▶ _Input material_:
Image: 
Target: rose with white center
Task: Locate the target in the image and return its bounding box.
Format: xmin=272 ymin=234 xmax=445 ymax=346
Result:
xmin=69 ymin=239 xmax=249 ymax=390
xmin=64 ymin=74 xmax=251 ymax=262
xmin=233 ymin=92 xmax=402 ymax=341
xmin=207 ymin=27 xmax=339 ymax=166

▶ _What needs to be done_: Update the lines above by changing "rose" to "flower" and leaving everything else as it is.

▶ _Written response_:
Image: 
Target: flower with white center
Task: Locate the target in the image and return its bounding box.
Format: xmin=272 ymin=234 xmax=445 ymax=346
Result:
xmin=69 ymin=239 xmax=249 ymax=390
xmin=64 ymin=74 xmax=251 ymax=262
xmin=233 ymin=92 xmax=402 ymax=341
xmin=207 ymin=27 xmax=339 ymax=166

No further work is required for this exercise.